Le laboratoire est la structure de base de la recherche et doit le
rester. Il constitue le bon compromis entre la pesanteur de structures
trop grandes et la fragmentation caractéristique de la
« culture de projet ». Les variations possibles de la
structure de laboratoire (plus ou moins grande autonomie des
équipes, regroupement en institut pour gérer des
moyens lourds ou mener des actions communes) doivent être
laissées au choix des intéressés,
d’autant plus que l’organisation de la recherche
varie d’une discipline à l’autre.
L’existence de l’assemblée
générale et du conseil de laboratoire est
impérative pour assurer la démocratie de la vie du
laboratoire.
Le laboratoire est porteur d’un projet scientifique
à moyen, voire à long terme, basé sur une
thématique, plus rarement sur plusieurs. Sa mission
immédiate est définie par l’acte de
contractualisation avec ses tutelles. Lors de la contractualisation, le
laboratoire doit préparer collectivement son programme (en
incluant les projets élaborés par les
équipes) qui est soumis à l’évaluation des
instances scientifiques des organismes de recherche (Comité
national et instances correspondantes dans les autres
établissements). C’est le moment privilégié
pour que les personnels des laboratoires proposent de nouvelles
problématiques ou une recomposition des équipes, ou
des laboratoires. La contractualisation des laboratoires est soumise
non seulement à une évaluation a priori des projets,
mais aussi à une évaluation a posteriori de
l’activité.

**Entrées**

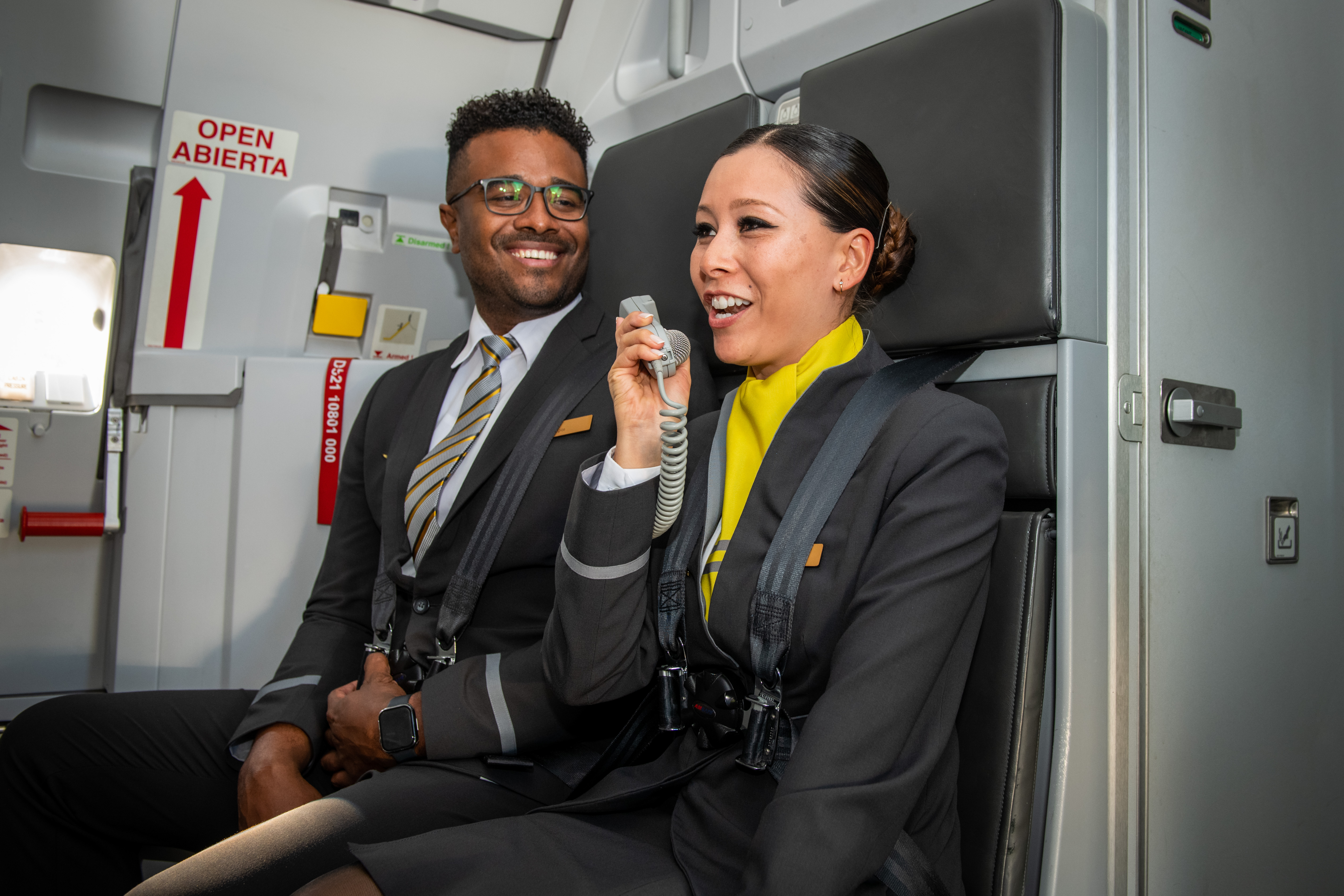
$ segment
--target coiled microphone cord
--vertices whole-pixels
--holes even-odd
[[[676,332],[676,330],[672,330]],[[680,336],[680,333],[677,333]],[[684,339],[684,337],[683,337]],[[681,513],[681,496],[685,492],[685,465],[689,449],[685,434],[685,404],[679,404],[668,398],[663,386],[663,371],[655,372],[659,377],[659,395],[668,406],[659,408],[659,414],[668,419],[659,423],[663,430],[663,463],[659,470],[659,505],[653,512],[653,537],[659,537],[672,528],[676,517]]]

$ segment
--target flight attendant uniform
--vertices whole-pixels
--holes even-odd
[[[891,364],[864,336],[847,320],[691,423],[691,469],[708,467],[710,498],[702,519],[683,508],[671,537],[704,527],[685,611],[692,670],[751,680],[749,610],[770,541],[845,404]],[[609,465],[594,458],[574,485],[543,641],[547,680],[575,705],[636,692],[663,662],[657,481],[602,490],[622,478]],[[906,830],[964,892],[954,723],[1007,467],[993,414],[933,386],[886,420],[802,575],[784,668],[786,766],[754,774],[735,763],[741,742],[704,748],[685,733],[578,799],[352,852],[387,896],[818,896],[886,892],[874,875]]]

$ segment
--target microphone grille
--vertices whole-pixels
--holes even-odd
[[[672,357],[676,359],[679,367],[685,359],[691,357],[691,340],[679,329],[668,330],[668,347],[672,349]]]

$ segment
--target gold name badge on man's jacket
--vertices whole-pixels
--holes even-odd
[[[555,430],[555,438],[562,435],[570,435],[571,433],[587,433],[593,429],[593,415],[587,416],[571,416],[570,419],[560,423],[560,429]]]

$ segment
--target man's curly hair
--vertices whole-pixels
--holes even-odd
[[[492,94],[468,99],[457,107],[453,120],[448,122],[448,183],[453,183],[462,148],[472,138],[509,128],[550,130],[574,146],[574,152],[587,167],[587,148],[593,145],[593,134],[574,106],[563,99],[556,99],[546,87],[496,90]]]

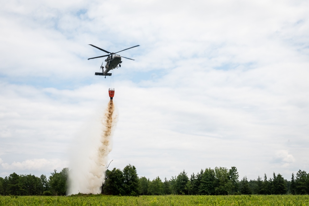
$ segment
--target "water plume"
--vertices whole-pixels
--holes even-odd
[[[83,130],[88,131],[78,135],[70,162],[68,195],[101,193],[116,122],[114,110],[111,99],[99,124],[88,125]]]

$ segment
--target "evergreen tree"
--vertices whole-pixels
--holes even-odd
[[[123,189],[125,195],[138,195],[138,177],[136,168],[129,164],[123,169]]]
[[[201,175],[199,187],[200,195],[215,194],[215,178],[214,170],[210,168],[205,169]]]
[[[105,195],[124,195],[123,174],[119,169],[114,168],[110,171],[106,170],[105,182],[103,186]]]
[[[172,194],[176,195],[177,194],[176,188],[177,186],[176,184],[176,176],[173,177],[172,176],[171,178],[169,181],[168,181],[170,186],[171,193]]]
[[[215,191],[216,195],[226,195],[232,190],[232,185],[229,179],[229,171],[226,168],[216,167],[214,169],[215,173],[216,186]]]
[[[163,194],[163,183],[159,177],[149,182],[148,193],[151,195],[160,195]]]
[[[239,189],[239,175],[236,167],[232,167],[229,171],[229,179],[232,183],[231,191],[229,193],[234,195]]]
[[[171,193],[170,182],[166,177],[163,182],[163,193],[165,195],[169,195]]]
[[[243,195],[250,195],[252,192],[250,187],[249,186],[249,182],[247,179],[247,177],[245,176],[241,181],[240,184],[240,192]]]
[[[257,184],[257,191],[256,194],[262,195],[263,194],[263,182],[262,181],[262,178],[260,175],[259,175],[256,182]]]
[[[19,176],[13,173],[8,179],[7,194],[12,195],[19,195],[22,191]]]
[[[286,193],[287,187],[283,177],[278,174],[277,177],[273,173],[273,178],[272,187],[272,193],[274,195],[283,195]]]
[[[270,183],[267,179],[266,174],[264,174],[264,181],[262,184],[261,194],[263,195],[270,195],[271,194]]]
[[[191,175],[190,178],[190,181],[192,185],[192,195],[199,195],[199,188],[201,185],[201,179],[202,175],[204,171],[203,169],[201,169],[199,173],[198,172],[196,175],[194,173]]]
[[[60,173],[56,170],[51,173],[49,181],[52,193],[53,195],[65,195],[67,187],[69,168],[63,168]]]
[[[309,194],[309,177],[306,171],[300,169],[296,174],[295,193],[297,195]]]
[[[188,194],[188,191],[185,189],[186,185],[189,181],[189,178],[184,170],[180,173],[176,178],[176,194],[178,195],[185,195]]]
[[[149,182],[149,179],[147,179],[145,177],[142,177],[139,178],[138,182],[140,195],[146,195],[147,194]]]
[[[4,178],[0,177],[0,195],[4,196],[6,195],[7,185],[7,177],[6,177]]]
[[[49,189],[48,181],[46,176],[42,174],[40,178],[40,191],[41,195],[42,195],[44,192],[48,191]]]
[[[290,192],[292,195],[295,194],[295,179],[294,177],[294,173],[292,173],[292,178],[291,179],[291,186],[290,187]]]

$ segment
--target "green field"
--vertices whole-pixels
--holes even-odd
[[[309,205],[307,195],[0,196],[0,205]]]

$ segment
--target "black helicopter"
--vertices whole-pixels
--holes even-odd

**Objectifs**
1/ D'après le texte sur l'organisation des laboratoires de recherche, pour quelle raison les variations de la structure de laboratoire doivent-elles être laissées au choix des intéressés ? Répondez en une à trois phrases.
2/ Restituez fidèlement le passage du texte sur l'organisation des laboratoires de recherche commençant par « Le laboratoire est la » et se terminant par « laboratoire. ».

**Résultats des tâches**
1/ L'organisation de la recherche varie d'une discipline à l'autre. C'est ce qui justifie de laisser aux intéressés le choix des variations de la structure de laboratoire, comme une plus ou moins grande autonomie des équipes ou un regroupement en institut.

2/
Le laboratoire est la structure de base de la recherche et doit le
rester. Il constitue le bon compromis entre la pesanteur de structures
trop grandes et la fragmentation caractéristique de la
« culture de projet ». Les variations possibles de la
structure de laboratoire (plus ou moins grande autonomie des
équipes, regroupement en institut pour gérer des
moyens lourds ou mener des actions communes) doivent être
laissées au choix des intéressés,
d’autant plus que l’organisation de la recherche
varie d’une discipline à l’autre.
L’existence de l’assemblée
générale et du conseil de laboratoire est
impérative pour assurer la démocratie de la vie du
laboratoire.